── Excerpt to read ──

[ckan-dev] Future, flask, breaking things, funding.

Karissa McKelvey karissa.mckelvey at gmail.com
Tue Sep 15 03:39:03 UTC 2015


Hey Steven! Yeah, let's get together. I'll be around those days.

On Mon, Sep 14, 2015 at 7:20 PM, Steven De Costa <
steven.decosta at linkdigital.com.au> wrote:

> I'll be in San Francisco 4-6 October if you wanted to catch up and look at
> it together Karissa?
>
> I also have some thoughts about remaining flexible in the storage types
> that CKAN might support. Basically, it would be nice if these were
> abstracted into an API and created via the admin as provisioning requests.
> This would allow a platform to provision a variety of storage options and
> enable them at a resource level similar to the resource views at the UI
> level. It would also allow for network level security models to be
> employed, or data storage sovereignty to be maintained in accordance to to
> jurisdictional or security classification. Maybe we could call these
> resource containers?
>
> Happy to catch up with anyone in SF re CKAN :) In fact, happy to run a
> meetup there if there is interest... physical + video conference.
>
> I'm in Vegas for re:Invent on the 7th to 9th too :) It would be good to
> form a huddle of CKANers at the re:Play party on the 8th!
>
> Cheers,
> Steven
>
> *STEVEN DE COSTA *|
> *EXECUTIVE DIRECTOR*www.linkdigital.com.au
>
>
>
> On 15 September 2015 at 08:41, Karissa McKelvey <
> karissa.mckelvey at gmail.com> wrote:
>
>> I think Dat would be a great way to allow programmatic access to datasets
>> in CKAN. Dat handles streaming data very well. I imagine being able to
>> replace the `.csv` with a `.dat` and get streaming and incremental uploads
>> and downloads.
>>
>> Dat has a two-phase sync process, the first computes the differences
>> between the local and remote copy, and the second syncs the data that is
>> different. This leads to users never having to download the same data
>> twice, and reduces bandwidth costs for the host. Because dat knows the
>> differences between each data version, it is also a really lightweight way
>> to see and overview of previous data versions for a single dataset.
>>
>> I'd be happy to chat more about how this might work in practice!
>>
>> Cheers,
>>
>> On Mon, Sep 14, 2015 at 3:37 PM, Karissa McKelvey <
>> karissa.mckelvey at gmail.com> wrote:
>>
>>> I think Dat would be a great way to allow programmatic access to
>>> datasets in CKAN. Dat handles streaming data very well. I imagine being
>>> able to replace the `.csv` with a `.dat` and get streaming and incremental
>>> uploads and downloads.
>>>
>>> Dat has a two-phase sync process, the first computes the differences
>>> between the local and remote copy, and the second syncs the data that is
>>> different. This leads to users never having to download the same data
>>> twice, and reduces bandwidth costs for the host. Because dat knows the
>>> differences between each data version, it is also a really lightweight way
>>> to see and overview of previous data versions for a single dataset.

───
── Stored data ──

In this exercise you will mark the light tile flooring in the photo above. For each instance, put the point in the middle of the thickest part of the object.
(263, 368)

───

■ Things to do ■
(a) Answer these from the CKAN email thread above, marking each answer (i), (ii), (iii) to match:
(i) On which dates will Steven De Costa be in San Francisco?
(ii) What name does Steven suggest for the storage options that could be enabled at a resource level?
(iii) What does each of the two phases of Dat's sync process do?
(b) Reproduce word for word the passage of the CKAN email thread starting with "On Mon, Sep 14, 2015 at 7:20" and going on through "as provisioning requests.".
(c) Extend the CKAN email thread about Dat, picking up after its final sentence.

■ Answers to each task ■
(a)
(i) 4-6 October.
(ii) Resource containers.
(iii) The first phase computes the differences between the local and remote copy, and the second syncs the data that is different.

(b)
On Mon, Sep 14, 2015 at 7:20 PM, Steven De Costa <
steven.decosta at linkdigital.com.au> wrote:

> I'll be in San Francisco 4-6 October if you wanted to catch up and look at
> it together Karissa?
>
> I also have some thoughts about remaining flexible in the storage types
> that CKAN might support. Basically, it would be nice if these were
> abstracted into an API and created via the admin as provisioning requests.

(c)
>>>
>>> I'd be happy to chat more about how this might work in practice!
>>>
>>> Cheers,
>>>
>>>
>>> On Mon, Sep 14, 2015 at 2:51 PM, Joel Natividad <
>>> joel.natividad at ontodia.com> wrote:
>>>
>>>> Hi all,
>>>> What about integrating with Dat <http://dat-data.com>?
>>>>
>>>> It handles streaming data; can handle huge datasets; can do deltas (no
>>>> need to re-download a huge dataset over and over again) ; has versions (not
>>>> just revisions as data consumers have legitimate reasons to use different
>>>> versions of data, down to the row level), and makes CKAN more "dog-fooding"
>>>> friendly (i.e. publishers using it not only to publish data, but to
>>>> actually build solutions ).
>>>>
>>>> Marianne Bellotti (CKAN-powered HDX) and I independently spent some
>>>> quality time with Karissa McKelvey - one of the three key developers
>>>> behind Dat <http://dat-data.com/team>, when she was in NYC last month
>>>> and discussed at length how Dat + CKAN can work together.
>>>>
>>>> Karissa even put together a rough spec on a "ckanext-dat" extension.
>>>>
>>>> FYI, Dat is supported by usopendata.org
>>>> <https://usopendata.org/2015/07/29/dat-beta/>, which also happens to
>>>> be the org behind CKAN-Multisite, which was just announced as
>>>> generally available today.
>>>> <https://usopendata.org/2015/09/14/ckan-multisite/>
>>>>
>>>> Best,
>>>> Joel
>>>>
>>>>
>>>> --
>>>> Joel Natividad
>>>> +1 347-565-5635
>>>> @jqnatividad
>>>>
>>>> Ontodia, Inc.
>>>> 137 Varick Street, 2nd Floor, New York, NY 10013
>>>>
>>>> On Mon, Sep 14, 2015 at 5:11 PM, Steven De Costa <
>>>> steven.decosta at linkdigital.com.au> wrote:
>>>>
>>>>> I'm 'all in' on this discussion :) I'll setup a doodle and we can pick
>>>>> a time to do a video call...
>>>>>
>>>>> My 2c on some points.
>>>>>
>>>>> 1. Perhaps redev could be bottom up. Start with resources and widen
>>>>> its ability. Crud can then be rebuilt over the top.
>>>>> 2. Carefully consider the longest term possible and how the app may
>>>>> mature in the future.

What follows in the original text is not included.